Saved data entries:
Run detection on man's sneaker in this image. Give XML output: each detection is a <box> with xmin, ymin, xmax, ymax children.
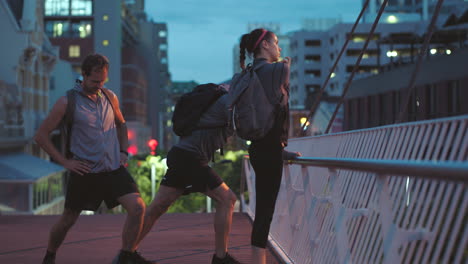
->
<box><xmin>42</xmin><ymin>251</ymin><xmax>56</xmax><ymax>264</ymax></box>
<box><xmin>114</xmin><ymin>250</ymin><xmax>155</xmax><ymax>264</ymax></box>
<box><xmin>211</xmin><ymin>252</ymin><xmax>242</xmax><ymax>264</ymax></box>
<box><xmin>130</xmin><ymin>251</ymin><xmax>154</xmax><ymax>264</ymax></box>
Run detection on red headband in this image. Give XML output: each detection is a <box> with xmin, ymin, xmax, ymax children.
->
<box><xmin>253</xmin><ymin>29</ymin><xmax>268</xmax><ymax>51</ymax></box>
* * *
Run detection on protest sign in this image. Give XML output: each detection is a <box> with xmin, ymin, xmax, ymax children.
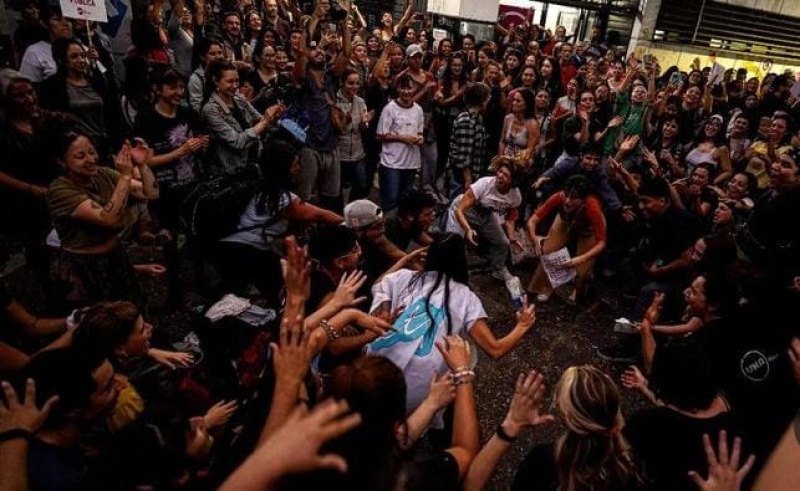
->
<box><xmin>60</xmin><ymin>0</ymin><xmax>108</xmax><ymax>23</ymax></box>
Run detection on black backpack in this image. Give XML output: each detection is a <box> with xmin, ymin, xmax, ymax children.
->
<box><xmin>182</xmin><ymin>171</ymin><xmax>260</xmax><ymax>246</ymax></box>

• **WHAT YOU HAVE TO DO**: What is needed is every line from the data above that includes the string "detection", copied out.

• **SOLUTION TO THIS EXERCISE**:
Run detection on man's sneaker in this image. Give XML output: each detection is a <box> with xmin, ymin, xmax, ymax children.
Run detection on red headband in this image. Give XML output: each detection is a <box> with xmin, ymin, xmax, ymax children.
Run detection on protest sign in this image. Give XML output: each detection is a <box> with xmin, ymin, xmax, ymax children.
Run detection on black backpack in this image. Give XML output: each detection is a <box> with xmin, ymin, xmax, ymax children.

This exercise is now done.